What to work on: In the data below, one line contains "Query: fingers gripping paper" and a later one contains "Query: metal railing". Print both, with every line between them, exactly and alone.

Material for the task:

● ● ●

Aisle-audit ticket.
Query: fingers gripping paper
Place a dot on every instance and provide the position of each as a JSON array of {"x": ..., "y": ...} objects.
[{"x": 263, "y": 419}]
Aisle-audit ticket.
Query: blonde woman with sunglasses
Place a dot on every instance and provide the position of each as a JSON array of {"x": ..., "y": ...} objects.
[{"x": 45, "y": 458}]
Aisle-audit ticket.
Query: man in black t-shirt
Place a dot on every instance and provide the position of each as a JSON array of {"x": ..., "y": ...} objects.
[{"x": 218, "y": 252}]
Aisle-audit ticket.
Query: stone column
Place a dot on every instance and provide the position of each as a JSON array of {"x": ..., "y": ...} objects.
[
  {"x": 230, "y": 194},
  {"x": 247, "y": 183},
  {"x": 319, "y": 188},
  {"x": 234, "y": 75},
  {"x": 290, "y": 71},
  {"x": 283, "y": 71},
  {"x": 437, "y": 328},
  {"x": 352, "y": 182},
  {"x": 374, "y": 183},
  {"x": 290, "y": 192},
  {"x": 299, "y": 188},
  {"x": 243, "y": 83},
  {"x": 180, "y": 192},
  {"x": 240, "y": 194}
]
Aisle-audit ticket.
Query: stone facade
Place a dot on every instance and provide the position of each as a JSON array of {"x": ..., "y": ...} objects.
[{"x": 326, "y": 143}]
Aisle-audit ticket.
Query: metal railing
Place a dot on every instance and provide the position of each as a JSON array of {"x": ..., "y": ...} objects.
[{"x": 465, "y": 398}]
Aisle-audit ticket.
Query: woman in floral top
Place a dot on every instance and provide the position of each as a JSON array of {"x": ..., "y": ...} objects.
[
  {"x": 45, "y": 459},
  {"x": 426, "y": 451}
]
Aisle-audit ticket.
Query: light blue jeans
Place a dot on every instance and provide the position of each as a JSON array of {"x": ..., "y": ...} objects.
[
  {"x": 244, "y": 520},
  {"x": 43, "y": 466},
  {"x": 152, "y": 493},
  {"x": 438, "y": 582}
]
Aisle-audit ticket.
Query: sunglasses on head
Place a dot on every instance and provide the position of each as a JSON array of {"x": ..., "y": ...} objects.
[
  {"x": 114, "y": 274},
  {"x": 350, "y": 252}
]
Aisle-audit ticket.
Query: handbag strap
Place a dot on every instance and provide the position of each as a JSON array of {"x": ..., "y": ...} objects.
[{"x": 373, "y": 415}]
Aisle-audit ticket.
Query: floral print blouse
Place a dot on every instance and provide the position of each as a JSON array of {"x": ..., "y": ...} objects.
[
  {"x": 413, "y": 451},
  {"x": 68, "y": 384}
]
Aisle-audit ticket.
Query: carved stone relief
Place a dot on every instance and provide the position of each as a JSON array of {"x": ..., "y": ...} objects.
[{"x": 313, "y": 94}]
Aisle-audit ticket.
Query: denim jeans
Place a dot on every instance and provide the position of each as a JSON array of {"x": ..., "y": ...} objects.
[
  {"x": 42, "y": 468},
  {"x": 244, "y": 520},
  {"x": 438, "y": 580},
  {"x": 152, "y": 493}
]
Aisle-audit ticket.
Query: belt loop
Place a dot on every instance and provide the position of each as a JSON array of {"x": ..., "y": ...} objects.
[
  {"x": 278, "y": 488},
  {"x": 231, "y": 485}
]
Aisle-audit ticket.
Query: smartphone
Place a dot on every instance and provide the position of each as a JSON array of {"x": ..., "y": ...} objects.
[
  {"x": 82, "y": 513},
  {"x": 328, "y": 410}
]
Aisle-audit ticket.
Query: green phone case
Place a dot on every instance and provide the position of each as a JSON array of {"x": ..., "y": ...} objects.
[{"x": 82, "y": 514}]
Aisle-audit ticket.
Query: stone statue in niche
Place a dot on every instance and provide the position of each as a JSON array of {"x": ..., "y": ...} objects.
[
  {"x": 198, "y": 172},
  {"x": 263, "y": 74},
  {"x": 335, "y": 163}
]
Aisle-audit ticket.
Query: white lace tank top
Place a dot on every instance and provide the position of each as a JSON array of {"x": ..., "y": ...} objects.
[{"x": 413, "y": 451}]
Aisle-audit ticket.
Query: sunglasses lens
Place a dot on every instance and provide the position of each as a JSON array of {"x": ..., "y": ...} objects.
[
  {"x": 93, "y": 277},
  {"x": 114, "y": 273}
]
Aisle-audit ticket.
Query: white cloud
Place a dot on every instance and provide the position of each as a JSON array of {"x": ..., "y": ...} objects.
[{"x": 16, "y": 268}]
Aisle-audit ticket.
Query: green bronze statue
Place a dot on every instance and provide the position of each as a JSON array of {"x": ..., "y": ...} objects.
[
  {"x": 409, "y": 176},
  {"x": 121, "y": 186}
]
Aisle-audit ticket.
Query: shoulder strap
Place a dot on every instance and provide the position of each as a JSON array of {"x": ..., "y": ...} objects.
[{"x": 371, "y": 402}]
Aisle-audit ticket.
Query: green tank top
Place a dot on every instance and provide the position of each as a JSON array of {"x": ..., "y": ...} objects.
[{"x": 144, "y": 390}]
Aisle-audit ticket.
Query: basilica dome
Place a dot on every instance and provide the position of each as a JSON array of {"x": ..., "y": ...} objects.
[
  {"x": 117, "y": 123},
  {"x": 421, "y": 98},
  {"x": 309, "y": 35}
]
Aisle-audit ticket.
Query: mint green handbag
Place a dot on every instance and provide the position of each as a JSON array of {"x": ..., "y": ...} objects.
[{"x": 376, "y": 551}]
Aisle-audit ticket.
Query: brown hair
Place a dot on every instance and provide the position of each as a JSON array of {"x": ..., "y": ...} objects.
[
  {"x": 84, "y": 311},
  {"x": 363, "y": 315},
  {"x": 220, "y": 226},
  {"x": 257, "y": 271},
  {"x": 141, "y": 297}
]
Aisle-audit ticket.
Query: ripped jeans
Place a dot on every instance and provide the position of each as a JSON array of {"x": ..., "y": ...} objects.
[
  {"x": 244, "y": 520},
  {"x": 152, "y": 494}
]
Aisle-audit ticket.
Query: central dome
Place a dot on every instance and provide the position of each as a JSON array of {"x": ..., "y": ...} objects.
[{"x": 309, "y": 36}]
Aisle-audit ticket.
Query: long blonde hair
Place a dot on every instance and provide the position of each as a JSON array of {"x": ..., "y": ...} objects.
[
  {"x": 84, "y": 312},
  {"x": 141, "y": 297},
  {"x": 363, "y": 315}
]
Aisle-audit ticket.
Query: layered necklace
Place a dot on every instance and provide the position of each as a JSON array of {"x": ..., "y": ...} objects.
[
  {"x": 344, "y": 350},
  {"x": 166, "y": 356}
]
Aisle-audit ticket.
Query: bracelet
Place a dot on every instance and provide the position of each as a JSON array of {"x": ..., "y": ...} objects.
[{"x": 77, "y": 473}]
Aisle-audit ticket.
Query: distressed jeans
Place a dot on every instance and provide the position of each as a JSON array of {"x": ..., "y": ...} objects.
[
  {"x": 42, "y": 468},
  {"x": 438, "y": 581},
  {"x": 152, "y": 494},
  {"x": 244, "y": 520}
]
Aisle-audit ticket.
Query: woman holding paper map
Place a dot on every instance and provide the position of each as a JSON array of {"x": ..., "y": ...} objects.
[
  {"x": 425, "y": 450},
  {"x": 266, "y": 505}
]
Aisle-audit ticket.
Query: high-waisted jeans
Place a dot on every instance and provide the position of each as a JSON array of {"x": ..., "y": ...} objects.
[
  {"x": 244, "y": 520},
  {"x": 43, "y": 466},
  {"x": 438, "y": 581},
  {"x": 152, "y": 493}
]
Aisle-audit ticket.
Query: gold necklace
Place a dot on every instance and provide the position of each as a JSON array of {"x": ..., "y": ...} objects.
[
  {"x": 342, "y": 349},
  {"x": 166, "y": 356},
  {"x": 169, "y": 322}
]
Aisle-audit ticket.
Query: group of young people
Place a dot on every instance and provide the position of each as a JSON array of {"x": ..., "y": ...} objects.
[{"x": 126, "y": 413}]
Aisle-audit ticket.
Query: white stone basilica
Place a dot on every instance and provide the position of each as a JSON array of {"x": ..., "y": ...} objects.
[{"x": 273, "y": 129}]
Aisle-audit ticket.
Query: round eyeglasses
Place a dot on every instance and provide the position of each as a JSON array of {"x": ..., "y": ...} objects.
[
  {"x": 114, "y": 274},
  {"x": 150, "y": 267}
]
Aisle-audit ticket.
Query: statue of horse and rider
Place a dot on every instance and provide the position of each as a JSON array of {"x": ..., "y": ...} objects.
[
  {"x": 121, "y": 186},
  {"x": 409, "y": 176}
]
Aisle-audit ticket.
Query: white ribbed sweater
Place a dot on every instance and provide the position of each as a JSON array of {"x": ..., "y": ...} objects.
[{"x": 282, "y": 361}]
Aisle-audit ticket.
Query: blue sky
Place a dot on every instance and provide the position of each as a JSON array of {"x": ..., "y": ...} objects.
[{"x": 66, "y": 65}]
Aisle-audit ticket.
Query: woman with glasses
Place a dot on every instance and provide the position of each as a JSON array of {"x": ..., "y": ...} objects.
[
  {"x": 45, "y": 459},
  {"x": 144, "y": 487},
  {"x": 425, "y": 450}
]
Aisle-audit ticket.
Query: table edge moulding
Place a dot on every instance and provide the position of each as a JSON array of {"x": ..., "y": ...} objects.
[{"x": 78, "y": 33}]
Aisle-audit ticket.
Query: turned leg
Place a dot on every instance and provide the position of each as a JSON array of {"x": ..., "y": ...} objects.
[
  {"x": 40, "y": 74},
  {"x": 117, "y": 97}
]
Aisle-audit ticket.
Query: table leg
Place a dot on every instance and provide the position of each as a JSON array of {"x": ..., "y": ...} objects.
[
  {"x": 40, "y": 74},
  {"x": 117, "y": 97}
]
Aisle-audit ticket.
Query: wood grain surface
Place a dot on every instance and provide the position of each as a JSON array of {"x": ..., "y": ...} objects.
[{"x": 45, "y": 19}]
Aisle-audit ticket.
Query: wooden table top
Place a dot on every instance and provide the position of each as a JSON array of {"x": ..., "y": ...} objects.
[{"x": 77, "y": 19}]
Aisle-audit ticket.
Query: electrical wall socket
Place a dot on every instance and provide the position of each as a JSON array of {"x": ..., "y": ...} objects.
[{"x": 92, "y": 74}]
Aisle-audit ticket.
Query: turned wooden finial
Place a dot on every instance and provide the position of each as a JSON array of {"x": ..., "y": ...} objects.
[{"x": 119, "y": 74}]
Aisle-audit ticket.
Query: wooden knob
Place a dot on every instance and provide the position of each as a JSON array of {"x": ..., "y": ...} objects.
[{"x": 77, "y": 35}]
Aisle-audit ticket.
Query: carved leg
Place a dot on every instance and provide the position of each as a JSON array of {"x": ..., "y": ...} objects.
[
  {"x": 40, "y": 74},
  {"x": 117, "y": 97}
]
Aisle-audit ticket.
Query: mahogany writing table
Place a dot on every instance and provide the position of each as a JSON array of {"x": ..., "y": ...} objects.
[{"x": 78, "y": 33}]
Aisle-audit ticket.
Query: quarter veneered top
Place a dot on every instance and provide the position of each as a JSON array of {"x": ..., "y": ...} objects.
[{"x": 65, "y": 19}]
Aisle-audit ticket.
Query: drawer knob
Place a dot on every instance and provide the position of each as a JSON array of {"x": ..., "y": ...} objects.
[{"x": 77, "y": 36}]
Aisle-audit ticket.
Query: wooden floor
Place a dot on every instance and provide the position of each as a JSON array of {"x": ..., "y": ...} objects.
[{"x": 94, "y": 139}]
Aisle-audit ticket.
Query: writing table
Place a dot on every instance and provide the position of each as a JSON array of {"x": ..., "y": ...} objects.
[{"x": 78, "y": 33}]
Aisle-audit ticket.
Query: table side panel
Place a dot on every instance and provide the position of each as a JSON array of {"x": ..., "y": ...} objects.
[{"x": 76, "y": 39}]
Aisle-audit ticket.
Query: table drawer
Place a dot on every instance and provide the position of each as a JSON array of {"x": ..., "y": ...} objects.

● ● ●

Answer to this exercise:
Query: fingers gripping paper
Place a dot on every instance and provide the position of each as a JSON array of {"x": ..., "y": ...} objects.
[{"x": 263, "y": 419}]
Aisle-audit ticket.
Query: blonde woman with sunglasses
Place a dot on every instance and provide the position of each as a JSON array of {"x": ..., "y": ...} objects.
[{"x": 45, "y": 458}]
Aisle-audit ticket.
Query: man in black t-shirt
Place a dot on every instance and provide the position of each as a JSON array of {"x": ..., "y": ...} objects.
[{"x": 218, "y": 252}]
Aisle-audit ticket.
Query: stone column
Place a dot on every instance and provide the position of each as a JSON array of {"x": ..., "y": ...} objects.
[
  {"x": 230, "y": 194},
  {"x": 247, "y": 183},
  {"x": 319, "y": 188},
  {"x": 234, "y": 75},
  {"x": 290, "y": 71},
  {"x": 283, "y": 71},
  {"x": 437, "y": 328},
  {"x": 352, "y": 182},
  {"x": 374, "y": 183},
  {"x": 290, "y": 192},
  {"x": 299, "y": 188},
  {"x": 243, "y": 83},
  {"x": 180, "y": 192},
  {"x": 240, "y": 194}
]
Aisle-audit ticket.
Query: stone facade
Place a dot on every instance and provide the position of each as a JSON array of {"x": ..., "y": ...} objects.
[{"x": 326, "y": 143}]
Aisle-audit ticket.
Query: metal railing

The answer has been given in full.